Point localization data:
..............................

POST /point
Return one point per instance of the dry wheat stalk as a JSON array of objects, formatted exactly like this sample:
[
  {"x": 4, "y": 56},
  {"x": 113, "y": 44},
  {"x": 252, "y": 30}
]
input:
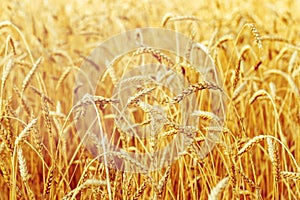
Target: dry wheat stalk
[
  {"x": 274, "y": 156},
  {"x": 112, "y": 74},
  {"x": 8, "y": 67},
  {"x": 140, "y": 94},
  {"x": 143, "y": 169},
  {"x": 23, "y": 102},
  {"x": 22, "y": 164},
  {"x": 140, "y": 190},
  {"x": 257, "y": 94},
  {"x": 292, "y": 62},
  {"x": 256, "y": 34},
  {"x": 63, "y": 77},
  {"x": 222, "y": 40},
  {"x": 251, "y": 143},
  {"x": 25, "y": 131},
  {"x": 216, "y": 191},
  {"x": 88, "y": 183},
  {"x": 194, "y": 88},
  {"x": 238, "y": 90},
  {"x": 41, "y": 94},
  {"x": 288, "y": 77},
  {"x": 30, "y": 75},
  {"x": 160, "y": 188},
  {"x": 205, "y": 115},
  {"x": 237, "y": 73},
  {"x": 290, "y": 175},
  {"x": 156, "y": 53},
  {"x": 169, "y": 17},
  {"x": 5, "y": 136},
  {"x": 49, "y": 180}
]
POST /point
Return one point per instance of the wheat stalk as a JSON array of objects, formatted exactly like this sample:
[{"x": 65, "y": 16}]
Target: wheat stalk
[
  {"x": 251, "y": 143},
  {"x": 216, "y": 191},
  {"x": 30, "y": 75}
]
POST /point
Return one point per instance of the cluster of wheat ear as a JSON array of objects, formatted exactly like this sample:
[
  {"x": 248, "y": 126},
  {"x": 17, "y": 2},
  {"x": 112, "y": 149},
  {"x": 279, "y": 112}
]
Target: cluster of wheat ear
[{"x": 255, "y": 48}]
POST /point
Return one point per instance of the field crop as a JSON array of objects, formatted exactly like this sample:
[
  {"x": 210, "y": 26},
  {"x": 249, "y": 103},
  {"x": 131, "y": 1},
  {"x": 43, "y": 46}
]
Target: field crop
[{"x": 254, "y": 45}]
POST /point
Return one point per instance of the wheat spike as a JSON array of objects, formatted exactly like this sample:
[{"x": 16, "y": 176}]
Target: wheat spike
[
  {"x": 251, "y": 143},
  {"x": 30, "y": 74},
  {"x": 256, "y": 34},
  {"x": 216, "y": 191},
  {"x": 49, "y": 180},
  {"x": 22, "y": 164},
  {"x": 257, "y": 94},
  {"x": 63, "y": 77},
  {"x": 8, "y": 67},
  {"x": 25, "y": 131},
  {"x": 290, "y": 175},
  {"x": 274, "y": 156},
  {"x": 194, "y": 88}
]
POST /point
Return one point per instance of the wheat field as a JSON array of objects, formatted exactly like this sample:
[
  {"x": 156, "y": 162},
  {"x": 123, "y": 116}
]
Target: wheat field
[{"x": 255, "y": 48}]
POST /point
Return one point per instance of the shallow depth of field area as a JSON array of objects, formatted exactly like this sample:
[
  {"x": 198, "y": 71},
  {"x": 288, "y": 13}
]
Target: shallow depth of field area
[{"x": 255, "y": 46}]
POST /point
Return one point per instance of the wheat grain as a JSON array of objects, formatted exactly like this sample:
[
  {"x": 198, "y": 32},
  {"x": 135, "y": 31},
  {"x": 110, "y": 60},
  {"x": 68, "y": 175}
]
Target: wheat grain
[
  {"x": 30, "y": 75},
  {"x": 7, "y": 69},
  {"x": 216, "y": 191},
  {"x": 22, "y": 164},
  {"x": 25, "y": 131},
  {"x": 194, "y": 88},
  {"x": 274, "y": 156},
  {"x": 251, "y": 143},
  {"x": 290, "y": 175},
  {"x": 63, "y": 77},
  {"x": 49, "y": 180},
  {"x": 140, "y": 190},
  {"x": 156, "y": 54},
  {"x": 257, "y": 94}
]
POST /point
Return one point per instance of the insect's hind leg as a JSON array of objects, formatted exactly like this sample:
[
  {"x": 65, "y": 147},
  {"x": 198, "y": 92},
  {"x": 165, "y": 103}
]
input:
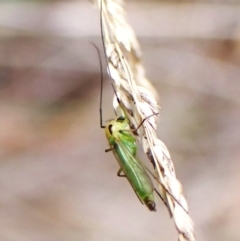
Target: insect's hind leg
[
  {"x": 123, "y": 175},
  {"x": 119, "y": 173}
]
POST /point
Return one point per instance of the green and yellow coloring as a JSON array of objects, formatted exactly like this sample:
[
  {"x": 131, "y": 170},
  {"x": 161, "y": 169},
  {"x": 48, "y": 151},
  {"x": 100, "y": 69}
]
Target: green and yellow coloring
[{"x": 123, "y": 145}]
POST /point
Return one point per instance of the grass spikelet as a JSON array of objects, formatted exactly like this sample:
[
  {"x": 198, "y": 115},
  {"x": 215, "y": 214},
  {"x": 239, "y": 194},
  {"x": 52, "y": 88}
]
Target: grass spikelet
[{"x": 139, "y": 100}]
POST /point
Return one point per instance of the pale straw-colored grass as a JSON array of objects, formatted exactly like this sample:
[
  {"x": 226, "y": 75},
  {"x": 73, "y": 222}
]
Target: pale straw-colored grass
[{"x": 138, "y": 100}]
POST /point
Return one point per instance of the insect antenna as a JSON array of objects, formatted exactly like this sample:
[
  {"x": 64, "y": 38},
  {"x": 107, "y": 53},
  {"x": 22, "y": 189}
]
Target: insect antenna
[
  {"x": 104, "y": 48},
  {"x": 101, "y": 86}
]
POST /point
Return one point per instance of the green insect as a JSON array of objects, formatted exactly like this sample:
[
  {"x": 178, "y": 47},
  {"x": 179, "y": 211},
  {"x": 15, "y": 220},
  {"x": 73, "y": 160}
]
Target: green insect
[{"x": 123, "y": 146}]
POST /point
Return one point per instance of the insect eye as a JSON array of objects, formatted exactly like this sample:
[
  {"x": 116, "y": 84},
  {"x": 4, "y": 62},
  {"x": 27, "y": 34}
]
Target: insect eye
[
  {"x": 110, "y": 129},
  {"x": 121, "y": 119}
]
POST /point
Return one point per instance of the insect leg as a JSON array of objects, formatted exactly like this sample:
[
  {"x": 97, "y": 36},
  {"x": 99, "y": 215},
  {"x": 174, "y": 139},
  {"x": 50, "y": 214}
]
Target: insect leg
[
  {"x": 119, "y": 173},
  {"x": 110, "y": 149}
]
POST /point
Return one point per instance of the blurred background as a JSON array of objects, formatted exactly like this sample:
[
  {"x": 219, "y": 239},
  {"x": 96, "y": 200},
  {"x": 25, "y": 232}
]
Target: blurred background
[{"x": 56, "y": 181}]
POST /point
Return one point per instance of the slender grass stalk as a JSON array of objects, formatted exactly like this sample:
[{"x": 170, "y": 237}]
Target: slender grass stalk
[{"x": 139, "y": 99}]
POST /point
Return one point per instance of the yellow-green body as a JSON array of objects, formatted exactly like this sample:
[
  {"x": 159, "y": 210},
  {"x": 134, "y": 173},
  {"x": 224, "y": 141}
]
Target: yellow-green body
[{"x": 123, "y": 145}]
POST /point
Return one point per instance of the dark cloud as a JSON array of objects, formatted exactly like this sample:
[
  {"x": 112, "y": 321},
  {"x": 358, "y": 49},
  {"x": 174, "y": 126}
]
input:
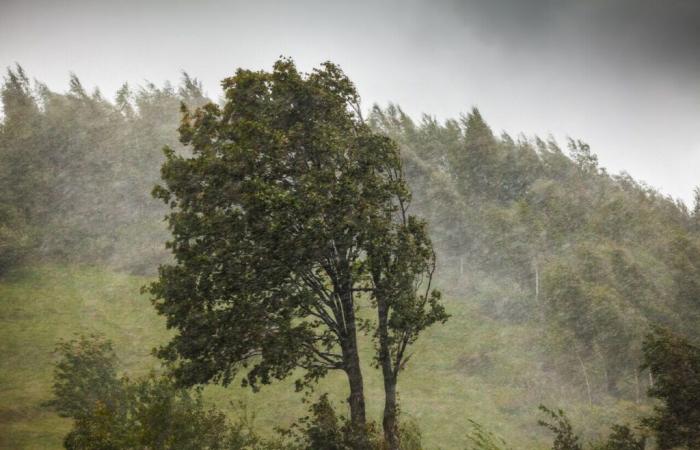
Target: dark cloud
[{"x": 622, "y": 74}]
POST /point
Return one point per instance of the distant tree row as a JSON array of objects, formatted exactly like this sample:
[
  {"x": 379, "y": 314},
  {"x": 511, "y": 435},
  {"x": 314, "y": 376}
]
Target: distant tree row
[
  {"x": 76, "y": 171},
  {"x": 589, "y": 257}
]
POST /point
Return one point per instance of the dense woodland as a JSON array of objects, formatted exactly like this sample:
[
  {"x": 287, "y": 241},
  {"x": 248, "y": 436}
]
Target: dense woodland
[{"x": 526, "y": 232}]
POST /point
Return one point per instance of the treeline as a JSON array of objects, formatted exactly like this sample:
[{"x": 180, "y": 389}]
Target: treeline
[
  {"x": 76, "y": 171},
  {"x": 551, "y": 238},
  {"x": 533, "y": 232}
]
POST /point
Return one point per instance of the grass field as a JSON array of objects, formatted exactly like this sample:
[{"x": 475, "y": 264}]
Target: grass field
[{"x": 471, "y": 368}]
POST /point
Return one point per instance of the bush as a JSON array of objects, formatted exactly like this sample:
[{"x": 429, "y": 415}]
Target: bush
[{"x": 149, "y": 413}]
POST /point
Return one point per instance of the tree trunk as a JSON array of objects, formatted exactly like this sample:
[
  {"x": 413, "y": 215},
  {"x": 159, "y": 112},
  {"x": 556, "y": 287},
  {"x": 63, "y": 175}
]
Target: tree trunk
[
  {"x": 390, "y": 374},
  {"x": 390, "y": 420},
  {"x": 356, "y": 400},
  {"x": 585, "y": 376},
  {"x": 351, "y": 359}
]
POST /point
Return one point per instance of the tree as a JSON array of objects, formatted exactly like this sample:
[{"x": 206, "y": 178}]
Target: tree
[
  {"x": 117, "y": 413},
  {"x": 675, "y": 365},
  {"x": 274, "y": 215},
  {"x": 401, "y": 262}
]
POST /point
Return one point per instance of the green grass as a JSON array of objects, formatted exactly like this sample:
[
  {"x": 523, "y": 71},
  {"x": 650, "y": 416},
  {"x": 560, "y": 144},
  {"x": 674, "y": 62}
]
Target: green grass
[{"x": 471, "y": 368}]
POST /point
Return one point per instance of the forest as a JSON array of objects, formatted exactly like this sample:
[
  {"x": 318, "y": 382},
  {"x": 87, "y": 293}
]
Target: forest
[{"x": 466, "y": 289}]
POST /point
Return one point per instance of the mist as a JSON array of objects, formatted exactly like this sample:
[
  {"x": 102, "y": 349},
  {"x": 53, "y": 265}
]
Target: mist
[
  {"x": 528, "y": 172},
  {"x": 621, "y": 75}
]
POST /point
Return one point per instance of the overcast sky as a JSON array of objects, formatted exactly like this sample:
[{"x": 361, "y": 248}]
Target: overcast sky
[{"x": 623, "y": 75}]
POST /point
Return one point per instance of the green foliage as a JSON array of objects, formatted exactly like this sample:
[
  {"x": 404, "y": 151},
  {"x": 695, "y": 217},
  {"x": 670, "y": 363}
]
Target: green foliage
[
  {"x": 675, "y": 365},
  {"x": 287, "y": 209},
  {"x": 564, "y": 436},
  {"x": 480, "y": 438},
  {"x": 76, "y": 170},
  {"x": 324, "y": 429},
  {"x": 112, "y": 413},
  {"x": 622, "y": 438}
]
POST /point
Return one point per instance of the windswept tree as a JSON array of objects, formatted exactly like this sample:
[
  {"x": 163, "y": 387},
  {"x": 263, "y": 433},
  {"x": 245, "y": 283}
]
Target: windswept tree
[{"x": 284, "y": 217}]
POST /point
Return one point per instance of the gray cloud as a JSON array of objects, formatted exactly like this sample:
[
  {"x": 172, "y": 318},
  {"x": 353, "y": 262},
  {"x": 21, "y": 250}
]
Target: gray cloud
[{"x": 622, "y": 74}]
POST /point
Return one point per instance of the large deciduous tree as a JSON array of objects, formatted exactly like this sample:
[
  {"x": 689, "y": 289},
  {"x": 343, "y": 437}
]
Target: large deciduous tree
[{"x": 288, "y": 210}]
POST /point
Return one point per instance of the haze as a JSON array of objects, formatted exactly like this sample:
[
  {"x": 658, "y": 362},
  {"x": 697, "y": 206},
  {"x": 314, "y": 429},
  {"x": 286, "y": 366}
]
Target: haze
[{"x": 620, "y": 75}]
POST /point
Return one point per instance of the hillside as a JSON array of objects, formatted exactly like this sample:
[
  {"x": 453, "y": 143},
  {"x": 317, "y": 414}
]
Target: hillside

..............................

REQUIRED ACTION: Write down every line of the data above that includes the string "hillside".

ANSWER BOX:
Return one point per instance of the hillside as a JSON array of objects, formatted exactly like this sample:
Target: hillside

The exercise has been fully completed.